**Input records:**
-- START --

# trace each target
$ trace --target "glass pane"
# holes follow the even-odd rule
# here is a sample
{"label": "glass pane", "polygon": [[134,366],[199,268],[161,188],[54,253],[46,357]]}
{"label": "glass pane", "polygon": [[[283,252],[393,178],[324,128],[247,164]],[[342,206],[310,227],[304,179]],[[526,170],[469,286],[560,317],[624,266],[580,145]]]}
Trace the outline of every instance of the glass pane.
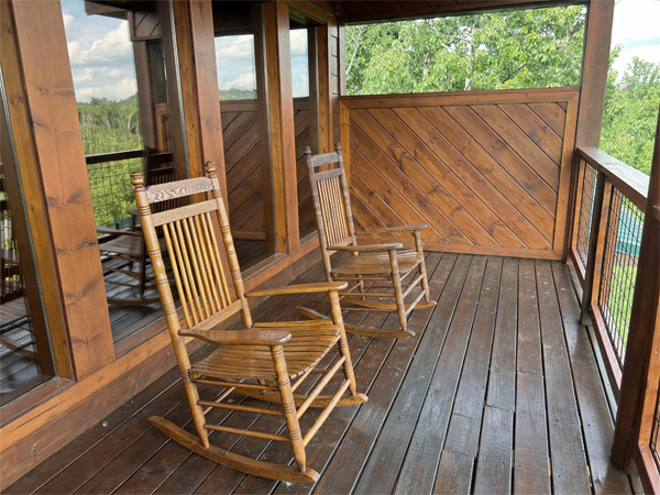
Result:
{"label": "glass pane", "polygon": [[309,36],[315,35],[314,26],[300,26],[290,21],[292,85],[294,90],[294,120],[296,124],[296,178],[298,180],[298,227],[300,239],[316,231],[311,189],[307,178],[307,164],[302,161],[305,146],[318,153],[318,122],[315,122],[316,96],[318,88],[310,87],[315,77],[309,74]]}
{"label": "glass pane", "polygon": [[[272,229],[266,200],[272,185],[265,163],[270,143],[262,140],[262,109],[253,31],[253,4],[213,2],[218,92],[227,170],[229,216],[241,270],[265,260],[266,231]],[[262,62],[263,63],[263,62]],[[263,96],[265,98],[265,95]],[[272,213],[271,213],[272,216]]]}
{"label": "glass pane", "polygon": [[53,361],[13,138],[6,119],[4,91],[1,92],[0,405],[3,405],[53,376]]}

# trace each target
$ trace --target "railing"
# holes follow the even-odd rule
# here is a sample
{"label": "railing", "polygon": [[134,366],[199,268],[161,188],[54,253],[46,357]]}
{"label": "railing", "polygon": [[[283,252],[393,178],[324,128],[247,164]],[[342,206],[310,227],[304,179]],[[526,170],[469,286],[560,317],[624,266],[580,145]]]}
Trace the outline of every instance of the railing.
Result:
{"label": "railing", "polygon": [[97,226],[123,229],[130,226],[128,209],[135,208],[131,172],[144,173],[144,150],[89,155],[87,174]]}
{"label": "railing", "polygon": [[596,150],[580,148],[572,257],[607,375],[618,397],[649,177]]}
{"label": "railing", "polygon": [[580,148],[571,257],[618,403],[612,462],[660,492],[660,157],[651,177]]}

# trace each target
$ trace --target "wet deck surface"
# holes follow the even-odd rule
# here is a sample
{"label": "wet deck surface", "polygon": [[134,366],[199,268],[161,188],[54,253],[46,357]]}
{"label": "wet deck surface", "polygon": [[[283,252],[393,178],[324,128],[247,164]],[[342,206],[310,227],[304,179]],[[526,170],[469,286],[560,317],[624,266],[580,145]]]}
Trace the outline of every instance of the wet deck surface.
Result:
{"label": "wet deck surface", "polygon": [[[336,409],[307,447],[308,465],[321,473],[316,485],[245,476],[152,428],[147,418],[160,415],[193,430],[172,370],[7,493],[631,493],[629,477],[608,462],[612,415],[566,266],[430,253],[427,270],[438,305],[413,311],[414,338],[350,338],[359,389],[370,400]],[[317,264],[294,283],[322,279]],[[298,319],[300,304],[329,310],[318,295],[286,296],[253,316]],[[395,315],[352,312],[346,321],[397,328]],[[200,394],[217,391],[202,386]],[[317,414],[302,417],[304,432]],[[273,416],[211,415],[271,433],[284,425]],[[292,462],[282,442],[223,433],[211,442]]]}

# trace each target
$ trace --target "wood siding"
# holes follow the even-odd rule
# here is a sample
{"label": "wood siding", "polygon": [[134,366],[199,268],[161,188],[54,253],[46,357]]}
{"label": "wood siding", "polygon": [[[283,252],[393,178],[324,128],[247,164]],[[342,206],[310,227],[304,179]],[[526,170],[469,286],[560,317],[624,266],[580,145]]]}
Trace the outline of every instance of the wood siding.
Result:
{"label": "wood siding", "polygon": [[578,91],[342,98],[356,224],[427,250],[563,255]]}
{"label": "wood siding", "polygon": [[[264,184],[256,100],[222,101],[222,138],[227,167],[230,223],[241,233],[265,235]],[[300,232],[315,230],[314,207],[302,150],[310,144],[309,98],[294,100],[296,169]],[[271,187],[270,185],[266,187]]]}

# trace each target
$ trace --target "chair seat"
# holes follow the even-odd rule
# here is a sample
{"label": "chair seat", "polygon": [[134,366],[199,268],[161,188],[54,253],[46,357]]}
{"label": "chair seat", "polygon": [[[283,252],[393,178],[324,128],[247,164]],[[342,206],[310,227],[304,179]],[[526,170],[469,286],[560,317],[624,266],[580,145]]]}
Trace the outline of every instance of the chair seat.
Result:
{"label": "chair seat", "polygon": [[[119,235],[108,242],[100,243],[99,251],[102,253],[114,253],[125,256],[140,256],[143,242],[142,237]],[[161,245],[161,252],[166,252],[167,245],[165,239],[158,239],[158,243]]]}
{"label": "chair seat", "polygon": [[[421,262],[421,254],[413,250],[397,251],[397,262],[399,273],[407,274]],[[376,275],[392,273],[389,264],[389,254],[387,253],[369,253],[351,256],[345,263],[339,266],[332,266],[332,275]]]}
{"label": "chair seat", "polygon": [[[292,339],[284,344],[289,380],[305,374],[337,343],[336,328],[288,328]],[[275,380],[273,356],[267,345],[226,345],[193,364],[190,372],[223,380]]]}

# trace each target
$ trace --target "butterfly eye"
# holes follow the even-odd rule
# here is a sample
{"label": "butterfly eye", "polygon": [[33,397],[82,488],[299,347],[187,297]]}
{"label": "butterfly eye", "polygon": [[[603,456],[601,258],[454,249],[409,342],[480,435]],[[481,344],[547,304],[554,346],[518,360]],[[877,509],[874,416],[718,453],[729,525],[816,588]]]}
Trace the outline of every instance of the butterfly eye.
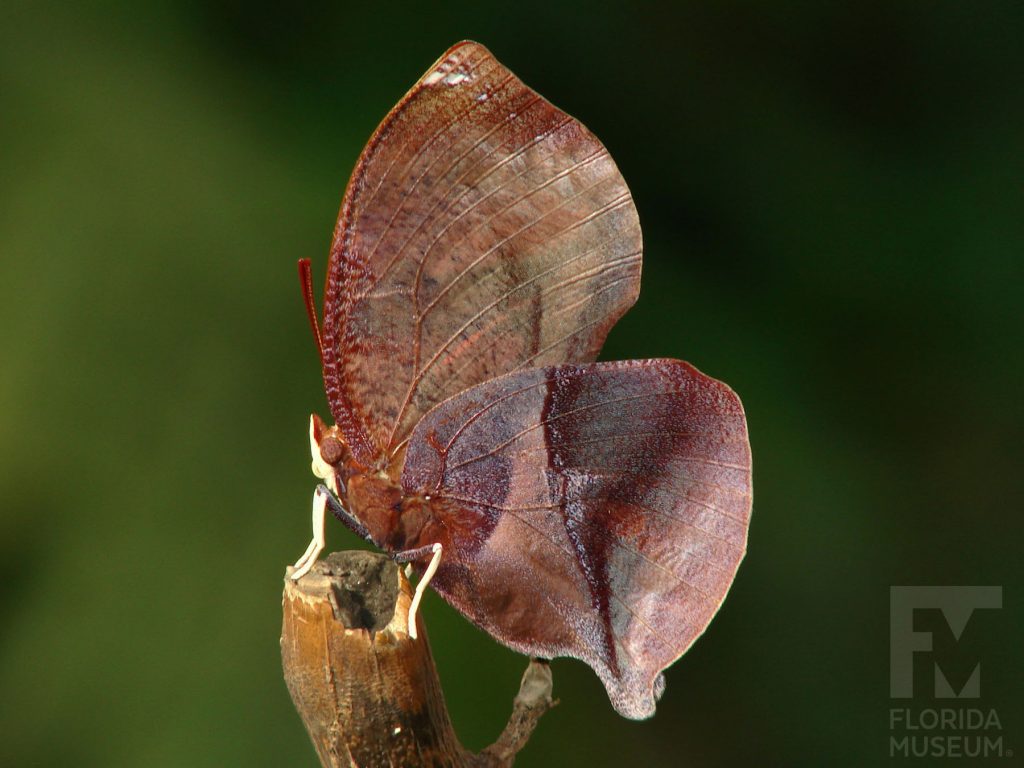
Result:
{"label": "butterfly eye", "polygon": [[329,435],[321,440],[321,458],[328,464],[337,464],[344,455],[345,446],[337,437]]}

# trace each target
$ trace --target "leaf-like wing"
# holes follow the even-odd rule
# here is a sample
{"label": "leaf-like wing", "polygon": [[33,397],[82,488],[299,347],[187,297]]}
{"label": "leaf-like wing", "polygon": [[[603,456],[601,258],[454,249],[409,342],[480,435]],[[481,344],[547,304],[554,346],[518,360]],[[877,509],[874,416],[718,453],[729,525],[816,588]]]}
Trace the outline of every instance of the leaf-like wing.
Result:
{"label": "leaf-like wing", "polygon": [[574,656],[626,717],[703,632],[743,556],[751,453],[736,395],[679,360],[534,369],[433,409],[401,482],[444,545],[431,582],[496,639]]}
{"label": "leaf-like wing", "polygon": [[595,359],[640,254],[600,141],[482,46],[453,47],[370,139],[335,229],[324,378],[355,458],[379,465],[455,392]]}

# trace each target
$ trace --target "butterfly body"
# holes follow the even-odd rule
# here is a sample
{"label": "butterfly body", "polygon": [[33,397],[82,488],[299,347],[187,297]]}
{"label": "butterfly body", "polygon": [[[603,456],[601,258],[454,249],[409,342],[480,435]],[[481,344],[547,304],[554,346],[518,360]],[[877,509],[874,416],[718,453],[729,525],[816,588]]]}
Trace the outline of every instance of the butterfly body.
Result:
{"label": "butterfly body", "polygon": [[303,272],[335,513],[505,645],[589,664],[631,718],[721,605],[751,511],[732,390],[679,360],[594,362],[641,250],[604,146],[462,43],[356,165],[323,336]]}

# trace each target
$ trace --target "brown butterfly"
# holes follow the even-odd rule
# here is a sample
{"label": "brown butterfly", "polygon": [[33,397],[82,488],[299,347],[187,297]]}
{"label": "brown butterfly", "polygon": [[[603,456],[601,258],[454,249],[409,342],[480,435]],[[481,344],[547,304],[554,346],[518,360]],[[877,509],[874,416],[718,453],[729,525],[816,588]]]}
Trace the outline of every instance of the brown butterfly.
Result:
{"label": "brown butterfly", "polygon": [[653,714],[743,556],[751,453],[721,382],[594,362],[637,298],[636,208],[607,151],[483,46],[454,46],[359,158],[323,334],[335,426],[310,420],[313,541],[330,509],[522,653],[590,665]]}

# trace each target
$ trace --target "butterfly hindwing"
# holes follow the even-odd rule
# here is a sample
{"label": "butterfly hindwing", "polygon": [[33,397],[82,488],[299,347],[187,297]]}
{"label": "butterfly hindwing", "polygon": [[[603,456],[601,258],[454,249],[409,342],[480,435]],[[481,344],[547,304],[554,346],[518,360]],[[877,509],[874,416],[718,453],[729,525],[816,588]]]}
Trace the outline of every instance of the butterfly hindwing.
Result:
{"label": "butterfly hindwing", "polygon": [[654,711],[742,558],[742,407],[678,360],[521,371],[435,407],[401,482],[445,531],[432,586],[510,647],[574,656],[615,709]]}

-- END --

**Do this:** Gather every line of the material above that contains the string "pane".

**Finished answer:**
$ trace --target "glass pane"
{"label": "glass pane", "polygon": [[134,366],[199,268],[161,188],[54,253],[46,357]]}
{"label": "glass pane", "polygon": [[[283,252],[393,178],[324,128],[247,164]],[[342,206],[310,227],[304,179]],[[526,170],[469,286],[560,317],[624,266],[580,145]]]}
Trace the outline of every instance of the glass pane.
{"label": "glass pane", "polygon": [[309,36],[315,35],[314,26],[300,26],[290,21],[292,85],[294,90],[294,120],[296,124],[296,178],[298,180],[298,227],[300,239],[316,231],[311,189],[307,178],[307,164],[302,161],[305,146],[318,153],[318,122],[315,122],[316,96],[318,88],[310,87],[315,77],[309,74]]}
{"label": "glass pane", "polygon": [[[272,229],[266,200],[272,185],[265,163],[270,143],[262,140],[262,109],[253,31],[253,4],[213,2],[218,92],[227,170],[229,216],[241,270],[265,260],[266,231]],[[262,62],[263,63],[263,62]],[[263,96],[265,98],[265,95]],[[272,213],[271,213],[272,216]]]}
{"label": "glass pane", "polygon": [[53,361],[13,138],[6,119],[4,91],[1,92],[0,405],[3,405],[53,376]]}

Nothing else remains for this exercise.